SUPPLIED PASSAGE —
★ ★ ★
Why Is Inflation Low?

July 30, 2013
By Vlad Karpel

Although there isn’t consensus about the effects of expansionary monetary policy on the economy; with some arguing money creation would just lead to higher prices and others believing it is a powerful tool to create growth; there’s no doubt the real effects lie somewhere in the middle. Money creation can certainly give a boost on national output and help manage liquidity problems but when abused it will generate inflation.

During the gold standard, in the period between 1873 and 1971, the average inflation rate was about 1.36%. With the extinction of the Bretton Woods Agreement in 1971, inflation picked up and averaged 4.36% between 1972 and 2012. Full convertibility between gold and the US dollar prevented the US government from the temptation of printing money to pay the extra bills. Any attempt at letting the monetary base grow more than GDP, would quickly lead to queues of people exchanging their dollars for gold and thus ultimately contract the monetary base again. During periods of war, between 1861 ? 1865 (Civil War) and 1914 ? 1920 World War I), the US government put the gold standard on hold, abandoning it temporarily, to pay for the extra war costs through money creation. The result was hyperinflation. An accelerated money creation has often leaded to two-digit inflation rates.

20130717-inflation-table

With all this in mind, we should ask ourselves why is inflation contained below 2% with the FED running a balance sheet stretched to the trillions. After three quantitative easing programs and with interest rates at record lows, why is inflation standing pat?
★ ★ ★
DATA PROVIDED —
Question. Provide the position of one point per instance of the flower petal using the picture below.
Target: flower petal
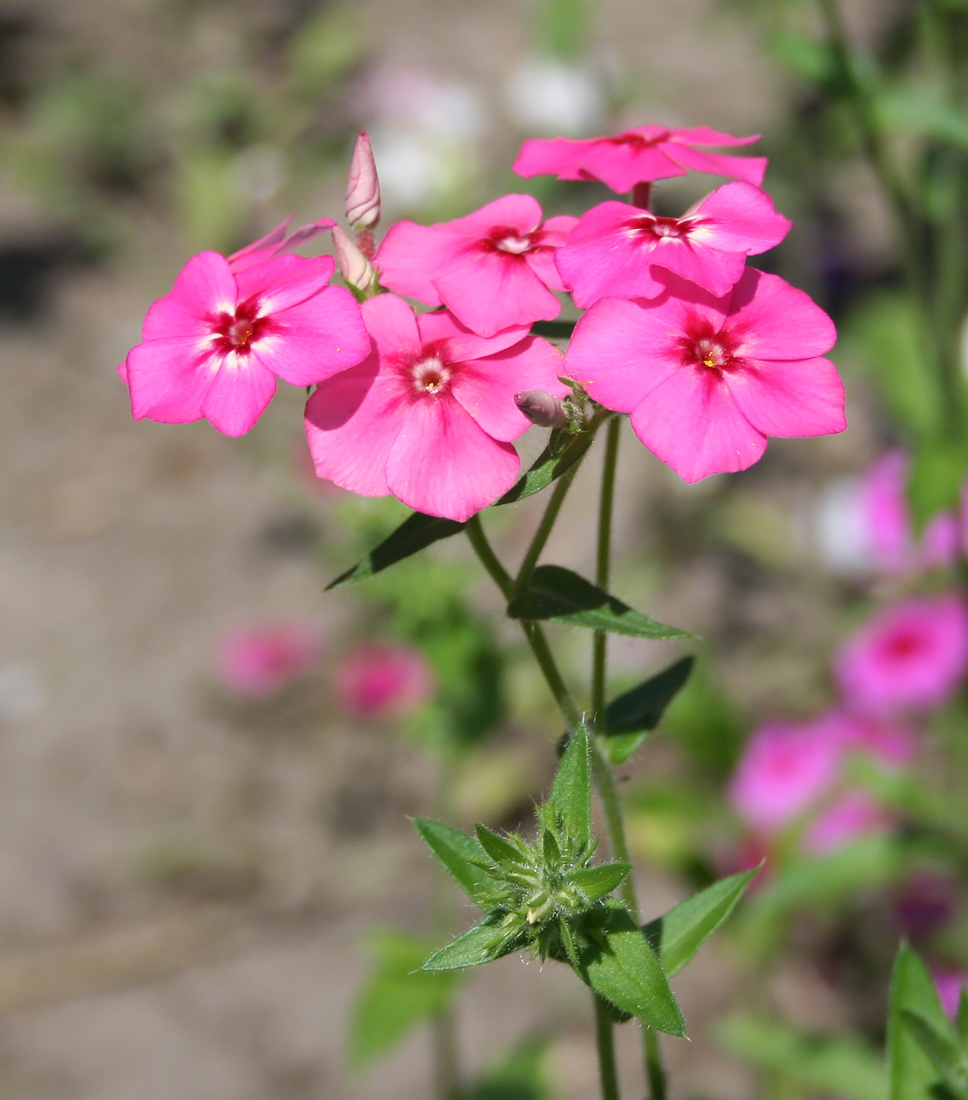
★ ★ ★
THE REQUEST —
Answer these questions using the inflation article:
(a) What was the average inflation rate during the gold standard, from 1873 to 1971?
(b) What was the average inflation rate from 1972 to 2012?
(c) How many quantitative easing programs does the article mention?
The listing has no part in this work.

OUTPUT FOR THIS EXERCISE —
(a) About 1.36%.
(b) 4.36%.
(c) Three.